→ Task instructions: Reproduce each of the items below line for line, with no changes at all.

→ Provided entries:
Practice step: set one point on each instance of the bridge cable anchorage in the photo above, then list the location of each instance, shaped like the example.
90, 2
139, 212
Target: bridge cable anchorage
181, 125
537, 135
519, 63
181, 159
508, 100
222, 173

→ Problem solution:
Practice step: set one point on each instance of the bridge cable anchorage in the photo above, then list the location of each instance, shaped like the example.
90, 2
139, 212
Target: bridge cable anchorage
181, 125
537, 135
519, 63
181, 159
508, 100
222, 173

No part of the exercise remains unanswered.